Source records
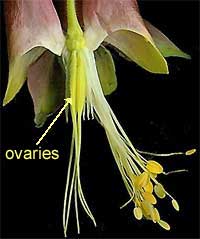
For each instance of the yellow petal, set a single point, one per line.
(140, 49)
(149, 197)
(164, 225)
(137, 213)
(154, 167)
(165, 46)
(159, 190)
(175, 205)
(106, 70)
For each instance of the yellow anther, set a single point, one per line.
(175, 205)
(149, 187)
(142, 180)
(154, 167)
(164, 225)
(149, 197)
(137, 211)
(190, 152)
(159, 190)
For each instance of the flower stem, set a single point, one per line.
(73, 24)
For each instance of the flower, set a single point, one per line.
(84, 72)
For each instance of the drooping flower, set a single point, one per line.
(84, 72)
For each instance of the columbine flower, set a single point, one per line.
(86, 73)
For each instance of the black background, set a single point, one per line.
(159, 113)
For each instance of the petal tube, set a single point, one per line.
(165, 46)
(46, 86)
(29, 24)
(119, 23)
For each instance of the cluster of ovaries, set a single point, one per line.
(143, 189)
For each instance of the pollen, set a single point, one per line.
(159, 190)
(149, 187)
(149, 197)
(142, 180)
(154, 167)
(137, 213)
(164, 225)
(175, 205)
(190, 152)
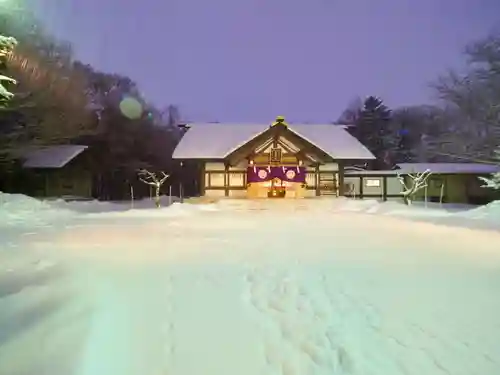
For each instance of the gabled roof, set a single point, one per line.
(216, 141)
(51, 156)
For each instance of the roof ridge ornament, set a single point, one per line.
(280, 120)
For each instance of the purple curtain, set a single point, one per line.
(290, 174)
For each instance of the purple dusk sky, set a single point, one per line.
(250, 60)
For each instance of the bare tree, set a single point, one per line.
(152, 179)
(417, 182)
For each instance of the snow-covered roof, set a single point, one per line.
(52, 156)
(216, 141)
(462, 168)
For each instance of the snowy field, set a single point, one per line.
(315, 287)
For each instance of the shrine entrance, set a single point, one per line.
(277, 189)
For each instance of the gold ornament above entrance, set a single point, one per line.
(280, 120)
(275, 156)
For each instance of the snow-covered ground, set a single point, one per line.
(248, 287)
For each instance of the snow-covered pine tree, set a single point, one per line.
(493, 182)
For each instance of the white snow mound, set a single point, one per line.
(21, 210)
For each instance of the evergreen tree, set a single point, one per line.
(372, 128)
(493, 182)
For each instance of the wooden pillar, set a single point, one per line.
(341, 179)
(317, 179)
(361, 185)
(226, 180)
(384, 191)
(202, 182)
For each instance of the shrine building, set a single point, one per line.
(276, 160)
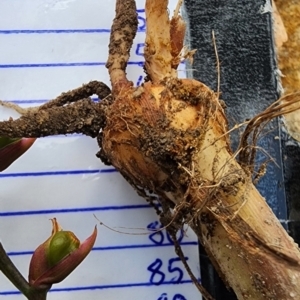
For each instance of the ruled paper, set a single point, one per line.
(51, 46)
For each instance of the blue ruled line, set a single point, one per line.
(71, 210)
(102, 287)
(109, 248)
(54, 65)
(59, 31)
(56, 173)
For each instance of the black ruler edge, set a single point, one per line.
(248, 83)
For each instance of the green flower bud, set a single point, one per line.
(57, 257)
(62, 244)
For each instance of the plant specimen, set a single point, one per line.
(169, 138)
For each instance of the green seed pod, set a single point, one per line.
(62, 244)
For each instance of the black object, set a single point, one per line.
(244, 39)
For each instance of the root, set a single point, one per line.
(122, 34)
(84, 116)
(173, 225)
(92, 88)
(283, 106)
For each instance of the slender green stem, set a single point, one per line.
(36, 294)
(12, 273)
(16, 278)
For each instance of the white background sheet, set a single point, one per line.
(47, 47)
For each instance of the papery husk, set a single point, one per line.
(170, 137)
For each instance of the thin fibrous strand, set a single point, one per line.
(122, 34)
(84, 116)
(280, 107)
(158, 41)
(92, 88)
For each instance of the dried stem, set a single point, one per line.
(122, 34)
(92, 88)
(84, 116)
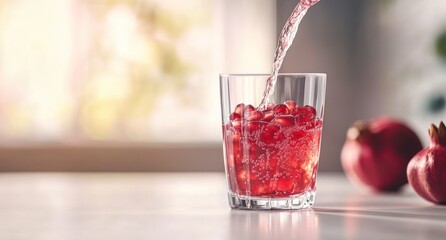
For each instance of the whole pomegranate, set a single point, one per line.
(376, 153)
(427, 170)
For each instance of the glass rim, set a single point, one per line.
(324, 75)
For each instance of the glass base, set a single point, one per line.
(295, 202)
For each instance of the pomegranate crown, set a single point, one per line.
(438, 134)
(358, 131)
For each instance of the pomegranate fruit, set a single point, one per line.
(427, 170)
(376, 153)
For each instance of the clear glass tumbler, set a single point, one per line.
(272, 154)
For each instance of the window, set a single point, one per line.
(124, 70)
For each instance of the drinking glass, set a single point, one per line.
(271, 154)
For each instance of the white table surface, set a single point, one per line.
(194, 206)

## [OBJECTIVE]
Copy out the stretch of the data from the line containing "For each instance of the papery" through the end, with every "pomegranate" changed to "apple" and nothing else altered. Leave the pictures out of your answer.

## [RESULT]
For each instance of the papery husk, set a single point, one per line.
(170, 137)
For each instance of the thin fibrous strand, set a single point, one per line.
(122, 34)
(84, 116)
(280, 107)
(158, 41)
(92, 88)
For each instance of the dried stem, set a single point, one per line.
(122, 34)
(92, 88)
(84, 116)
For each instance of the whole apple, set a single point, one per line.
(376, 153)
(427, 170)
For each instance of the glass rim, set a single point, one per line.
(324, 75)
For each instance of the glass base, set a single point, one per line.
(295, 202)
For each instance of the apple crown, set a single point, one per line.
(438, 134)
(358, 131)
For each instance of the apple fruit, set a single point, one per line.
(427, 170)
(376, 153)
For each instance of the clear glass tumbler, set a single point, one per line.
(272, 154)
For each instance of the window, set a single point, one per line.
(124, 70)
For each instance of the drinking glass, set a single point, one per line.
(271, 154)
For each instance of the white table surface, set a single point, one per line.
(194, 206)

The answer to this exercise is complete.